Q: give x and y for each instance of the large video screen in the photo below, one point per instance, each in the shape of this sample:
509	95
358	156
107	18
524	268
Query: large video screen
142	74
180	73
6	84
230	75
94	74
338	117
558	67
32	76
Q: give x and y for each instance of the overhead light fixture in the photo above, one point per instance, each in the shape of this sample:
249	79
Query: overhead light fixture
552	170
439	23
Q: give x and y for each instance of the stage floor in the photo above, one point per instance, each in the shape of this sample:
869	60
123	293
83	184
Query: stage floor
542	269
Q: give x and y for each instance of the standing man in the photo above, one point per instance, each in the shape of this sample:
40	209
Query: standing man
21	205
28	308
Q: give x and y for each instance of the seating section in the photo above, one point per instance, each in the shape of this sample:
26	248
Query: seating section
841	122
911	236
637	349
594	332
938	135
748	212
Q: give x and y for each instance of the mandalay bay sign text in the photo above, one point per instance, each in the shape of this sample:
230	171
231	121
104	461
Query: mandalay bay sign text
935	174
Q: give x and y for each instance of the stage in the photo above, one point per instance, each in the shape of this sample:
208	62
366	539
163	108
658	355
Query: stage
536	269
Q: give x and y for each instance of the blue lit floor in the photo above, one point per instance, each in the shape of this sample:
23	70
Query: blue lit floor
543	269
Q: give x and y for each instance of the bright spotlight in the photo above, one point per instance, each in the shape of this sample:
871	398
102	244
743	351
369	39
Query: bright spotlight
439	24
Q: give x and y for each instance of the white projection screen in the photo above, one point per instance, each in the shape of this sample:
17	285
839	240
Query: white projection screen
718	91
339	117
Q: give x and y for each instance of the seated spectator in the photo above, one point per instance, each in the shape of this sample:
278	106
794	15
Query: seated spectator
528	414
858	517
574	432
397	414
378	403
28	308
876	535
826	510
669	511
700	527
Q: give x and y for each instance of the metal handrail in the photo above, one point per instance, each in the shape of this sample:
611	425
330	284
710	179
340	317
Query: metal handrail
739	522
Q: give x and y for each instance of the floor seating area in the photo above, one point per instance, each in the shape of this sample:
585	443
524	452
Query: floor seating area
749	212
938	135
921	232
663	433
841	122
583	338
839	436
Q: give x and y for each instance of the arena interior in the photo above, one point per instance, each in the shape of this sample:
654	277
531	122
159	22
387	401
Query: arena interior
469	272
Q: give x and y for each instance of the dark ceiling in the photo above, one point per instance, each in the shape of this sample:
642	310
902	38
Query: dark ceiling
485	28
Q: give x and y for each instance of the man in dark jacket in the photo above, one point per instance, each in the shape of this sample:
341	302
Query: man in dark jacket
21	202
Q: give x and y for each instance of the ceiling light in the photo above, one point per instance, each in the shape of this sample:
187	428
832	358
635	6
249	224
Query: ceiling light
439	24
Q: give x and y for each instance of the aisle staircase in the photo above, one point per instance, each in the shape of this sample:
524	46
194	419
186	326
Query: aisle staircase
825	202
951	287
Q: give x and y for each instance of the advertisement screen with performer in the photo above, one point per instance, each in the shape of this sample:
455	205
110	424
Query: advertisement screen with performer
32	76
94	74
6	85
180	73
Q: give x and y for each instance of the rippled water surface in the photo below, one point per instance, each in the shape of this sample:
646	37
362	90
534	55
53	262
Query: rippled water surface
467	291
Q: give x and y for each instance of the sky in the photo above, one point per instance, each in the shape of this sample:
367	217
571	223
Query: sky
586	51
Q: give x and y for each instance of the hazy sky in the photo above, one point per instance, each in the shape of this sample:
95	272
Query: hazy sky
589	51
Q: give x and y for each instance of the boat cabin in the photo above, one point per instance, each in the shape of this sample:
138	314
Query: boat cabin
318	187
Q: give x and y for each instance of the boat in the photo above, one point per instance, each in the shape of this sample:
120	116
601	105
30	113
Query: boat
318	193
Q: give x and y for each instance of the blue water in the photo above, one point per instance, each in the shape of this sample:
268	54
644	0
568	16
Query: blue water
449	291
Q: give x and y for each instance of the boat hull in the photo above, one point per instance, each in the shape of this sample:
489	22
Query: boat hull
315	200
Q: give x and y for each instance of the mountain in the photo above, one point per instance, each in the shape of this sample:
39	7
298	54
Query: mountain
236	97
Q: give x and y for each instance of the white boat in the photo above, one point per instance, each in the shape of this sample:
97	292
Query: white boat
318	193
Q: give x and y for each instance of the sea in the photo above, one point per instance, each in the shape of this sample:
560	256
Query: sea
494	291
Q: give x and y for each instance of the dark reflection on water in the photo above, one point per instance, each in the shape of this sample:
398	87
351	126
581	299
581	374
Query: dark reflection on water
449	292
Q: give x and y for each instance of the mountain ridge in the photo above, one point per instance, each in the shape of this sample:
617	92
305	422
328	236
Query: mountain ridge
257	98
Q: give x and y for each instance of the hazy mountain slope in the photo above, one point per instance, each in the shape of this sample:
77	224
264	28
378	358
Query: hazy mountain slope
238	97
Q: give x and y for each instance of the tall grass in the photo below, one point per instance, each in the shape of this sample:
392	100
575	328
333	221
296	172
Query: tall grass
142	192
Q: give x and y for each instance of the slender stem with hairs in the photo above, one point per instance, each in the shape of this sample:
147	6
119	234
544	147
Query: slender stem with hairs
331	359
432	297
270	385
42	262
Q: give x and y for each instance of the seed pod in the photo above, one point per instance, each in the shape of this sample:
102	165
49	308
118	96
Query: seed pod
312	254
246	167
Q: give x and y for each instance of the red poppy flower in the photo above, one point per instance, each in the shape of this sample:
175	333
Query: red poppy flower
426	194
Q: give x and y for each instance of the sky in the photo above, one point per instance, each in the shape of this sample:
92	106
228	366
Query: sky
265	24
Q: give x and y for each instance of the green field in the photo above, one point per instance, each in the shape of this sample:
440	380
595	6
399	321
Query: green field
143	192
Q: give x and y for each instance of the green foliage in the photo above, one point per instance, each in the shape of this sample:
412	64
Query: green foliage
####################
§ What to do
Please repeat all the records above exactly as they appear.

§ Solution for this exercise
Q: give x and y for each instance of the large video screen in the photo below, one point per instance, each in the shape of this sample:
509	95
358	156
107	18
524	268
Query: large video screen
142	74
180	73
6	84
230	75
94	74
338	117
558	67
32	76
Q: give x and y for each instance of the overhead light fixture in the photo above, one point per instance, each in the shape of this sample:
249	79
Query: overhead light fixture
552	170
439	23
Q: give x and y for each instance of the stage floor in the photo above, one point per instance, each in the shape of this sample:
869	60
123	293
83	184
Query: stage floor
542	269
Q: give x and y for each instance of the standing man in the photo above, one point per instance, each in the shape of this sample:
40	209
Query: standing man
21	205
28	308
Q: give x and y for each instance of the seating section in the photo above, one point per instance, each in the shape of this sample:
26	248
Query: seating section
841	122
911	236
637	349
594	332
938	135
748	212
Q: give x and y for each instance of the mandalay bay sign text in the photo above, one point per instance, each in the shape of this sample:
230	171
231	121
104	461
Query: mandalay bay sign text
935	174
Q: give x and y for each instance of the stage in the photo above, one point per instance, each in the shape of this sample:
208	62
366	539
163	108
658	355
Query: stage
536	269
Q: give x and y for each instance of the blue lit floor in the photo above, one point per instance, each in the shape of this sample:
23	70
Query: blue lit floor
543	269
Q: give x and y for each instance of the bright spotlight in the photo above, one point per instance, each in the shape of this sample:
871	398
102	244
743	351
369	39
Query: bright spotlight
439	24
Q: give x and y for each instance of the white projection screen in the photo above, one point per instance, each in the shape of this sample:
17	285
839	240
Query: white projection screen
718	91
339	117
Q: give x and y for each instance of the seated spectator in the photo above, one point per instance, each in the shape of this sample:
278	106
794	15
Query: seated spectator
528	414
858	517
574	432
397	414
378	403
28	308
876	535
826	510
669	511
700	527
Q: give x and y for each instance of the metal handrail in the photo above, one point per instance, each in the shape of this sample:
611	425
330	284
710	179
340	317
Query: metal handrail
739	522
Q: give x and y for each instance of the floor seating area in the photo above, one point per instance, each in the shape of this sample:
585	443
524	452
Query: floor seating area
749	212
938	135
921	232
663	433
841	122
583	338
839	436
Q: give x and y for each instance of the arena interior in the photo above, one point per instance, each in the shape of this sample:
654	277
531	122
159	22
387	401
Query: arena interior
469	272
Q: give x and y for each instance of the dark ceiling in the photo above, one point per instance, each in the shape of this sample:
642	310
902	38
Query: dark ceiling
485	28
Q: give x and y for each instance of the man in dark jacket in the photo above, one point per instance, each in the shape of this sample:
341	302
Query: man in dark jacket
21	202
Q: give x and y for each instance of the ceiling light in the photo above, one point per instance, each in the shape of this sample:
187	428
832	358
635	6
249	224
Query: ceiling light
439	24
Q: give x and y for each instance of the aisle staircase in the photo above, one point per instance, each in the shape of this sample:
524	46
194	419
186	326
Query: aisle staircase
825	202
951	287
Q: give x and y for each instance of the advertisement screen with performer in the photo above, one point per instance, each in the shape of this sample:
455	205
110	424
Query: advertisement screen with performer
32	76
94	74
6	85
180	73
Q: give x and y for each instance of the rippled water surface in the photo below, one point per instance, each in the shape of this sample:
646	37
362	90
534	55
53	262
Query: rippled water surface
467	291
Q: give x and y for each instance of the sky in the photo above, one point per instance, each in the shape of this sample:
367	217
571	223
Query: sky
586	51
Q: give x and y for each instance of the hazy sky in the photo above, one point per instance, each in the shape of this sample:
95	272
Query: hazy sky
589	51
Q: give x and y for each instance of the boat cabin in the photo above, one point per instance, each in the shape of this sample:
138	314
Query: boat cabin
318	187
Q: give x and y for each instance of the boat in the photo above, one point per instance, each in the shape of this sample:
120	116
601	105
30	113
Query: boat
318	193
Q: give x and y for each instance of the blue water in the photo above, one point per instance, each in the shape of this sample:
268	54
644	0
568	16
Query: blue water
449	291
Q: give x and y for each instance of the boat hull in the photo above, one point per instance, each in the shape of this sample:
489	22
Query: boat hull
315	200
Q: give x and y for each instance of the mountain in the photo above, one point per instance, each in the shape of this sample:
39	7
298	54
Query: mountain
236	97
Q: give x and y for each instance of the white boat in the photo above, one point per instance, each in the shape of this sample:
97	292
Query: white boat
318	193
Q: give x and y for each instance of the sea in the photo above, one point per instance, each in the shape of this sample:
560	256
Query: sea
494	291
Q: give x and y for each instance of the dark reflection on water in the photo above, one point per instance, each in the shape of this sample:
398	87
351	126
581	299
581	374
Query: dark reflection on water
449	292
Q: give x and y for each instance of the mountain ridge in the photo above, one point per instance, each in the shape of this sample:
617	92
305	422
328	236
Query: mountain ridge
257	98
Q: give x and y for each instance of the hazy mountain slope in the photo above, one point per instance, each in the shape of this sample:
77	224
264	28
378	358
Query: hazy mountain slope
238	97
Q: give x and y for each instance of the tall grass in the photo below, one point per instance, each in the shape of this sample:
392	100
575	328
333	221
296	172
Query: tall grass
142	192
Q: give x and y for each instance of the slender stem with hairs in the photo above, one point per instance, each in the shape of this sample:
147	6
119	234
544	147
Query: slender stem with hairs
331	359
432	297
270	385
42	262
Q: give x and y for each instance of the seed pod in the photo above, one point per instance, each in the shape of this sample:
102	165
49	308
118	96
Query: seed pod
312	254
246	167
Q: give x and y for each instance of the red poppy flower in the photo above, one point per instance, each in the shape of this sample:
175	333
Query: red poppy flower
426	194
Q: give x and y for each instance of the sky in the photo above, one point per instance, each in the shape of this sample:
92	106
228	366
Query: sky
265	24
Q: give x and y for each instance of the green field in the photo above, one point per instance, each in the shape of this sample:
440	380
595	6
399	321
Query: green field
143	192
Q: give x and y for each instance of the green foliage in the photo above, one point per instance, each in the shape of this sample:
412	64
Query: green foliage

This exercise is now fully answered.